* Your task: Copy out the data from its first line through the line holding "413], [353, 183]]", inclusive, leaving every line as it stands except the answer coordinates. Multiply each of those coordinates by 0.45 and round to the nearest whole number, rounding halves up.

* Provided entries:
>>>

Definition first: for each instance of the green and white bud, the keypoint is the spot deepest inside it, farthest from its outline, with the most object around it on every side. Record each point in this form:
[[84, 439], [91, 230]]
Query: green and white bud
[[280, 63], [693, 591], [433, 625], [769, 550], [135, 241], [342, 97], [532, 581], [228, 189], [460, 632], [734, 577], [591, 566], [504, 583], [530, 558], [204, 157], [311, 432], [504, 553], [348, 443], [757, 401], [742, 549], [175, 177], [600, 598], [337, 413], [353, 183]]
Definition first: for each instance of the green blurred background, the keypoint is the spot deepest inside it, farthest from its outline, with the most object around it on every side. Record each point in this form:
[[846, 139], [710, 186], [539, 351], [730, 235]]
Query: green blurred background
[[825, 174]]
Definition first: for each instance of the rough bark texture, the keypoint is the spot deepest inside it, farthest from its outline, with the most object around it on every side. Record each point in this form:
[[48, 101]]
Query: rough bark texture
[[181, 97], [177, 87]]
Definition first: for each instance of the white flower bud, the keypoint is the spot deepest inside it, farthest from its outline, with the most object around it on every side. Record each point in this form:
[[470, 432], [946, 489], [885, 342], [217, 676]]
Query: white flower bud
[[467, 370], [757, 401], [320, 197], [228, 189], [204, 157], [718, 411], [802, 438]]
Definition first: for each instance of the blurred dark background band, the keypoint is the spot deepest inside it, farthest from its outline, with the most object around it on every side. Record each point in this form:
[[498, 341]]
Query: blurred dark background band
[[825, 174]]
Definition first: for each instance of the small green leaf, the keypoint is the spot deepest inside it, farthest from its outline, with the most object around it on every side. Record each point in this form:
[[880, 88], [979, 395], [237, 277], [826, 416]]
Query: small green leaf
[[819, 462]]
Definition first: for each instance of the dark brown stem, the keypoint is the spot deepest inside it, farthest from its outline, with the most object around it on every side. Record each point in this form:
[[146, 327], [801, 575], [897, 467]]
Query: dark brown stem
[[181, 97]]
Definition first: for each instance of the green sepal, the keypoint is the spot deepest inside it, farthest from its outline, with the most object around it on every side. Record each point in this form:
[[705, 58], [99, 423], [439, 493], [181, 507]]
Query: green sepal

<<<

* Exercise answer:
Definition first: for each instance of the green and white bud, the keypoint is the spot deepest inside it, farthest from its outline, with the most object around it on every side. Record each point in this form:
[[84, 439], [91, 230]]
Query: green and white bud
[[126, 28], [312, 266], [195, 281], [346, 248], [61, 108], [154, 44], [239, 261], [103, 85], [207, 284], [330, 260], [266, 255], [227, 262], [239, 251], [92, 71], [140, 194], [227, 249], [157, 199], [341, 180], [334, 247], [79, 80], [270, 269], [152, 186], [159, 82]]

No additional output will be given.